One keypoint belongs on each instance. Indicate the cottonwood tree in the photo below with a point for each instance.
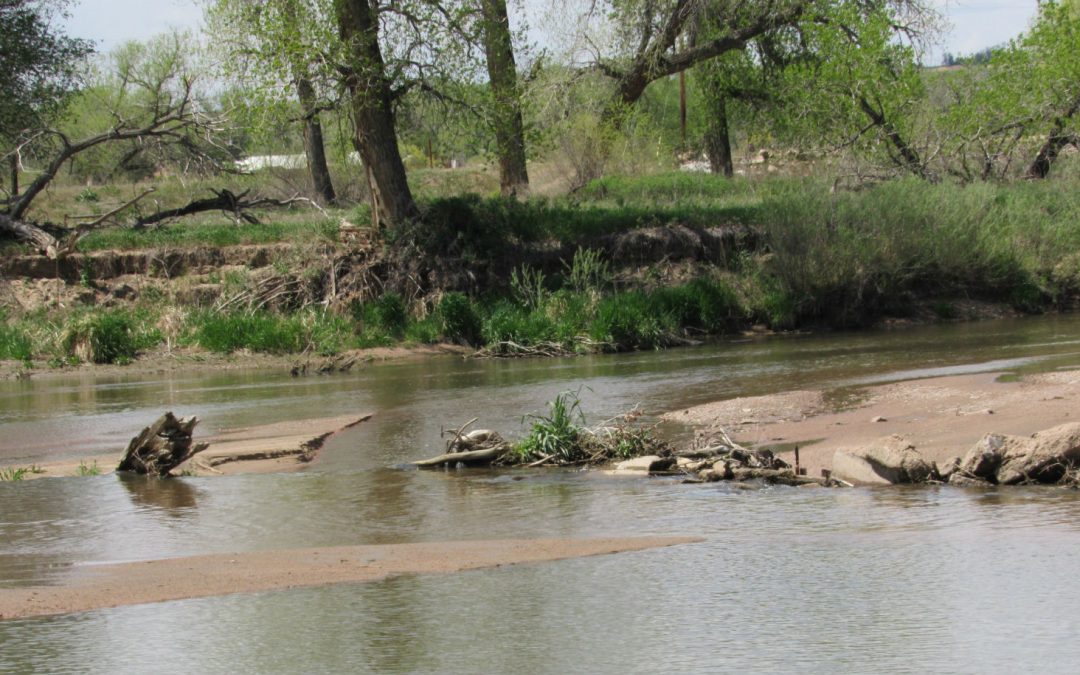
(39, 70)
(147, 100)
(275, 46)
(507, 107)
(852, 81)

TO DO
Reproduce the entries above verbatim, omitting the image.

RESULT
One keypoint belongs on each instance. Indicate the cottonwood tree in the photo below with a point for each instance.
(39, 70)
(147, 100)
(275, 46)
(507, 107)
(852, 81)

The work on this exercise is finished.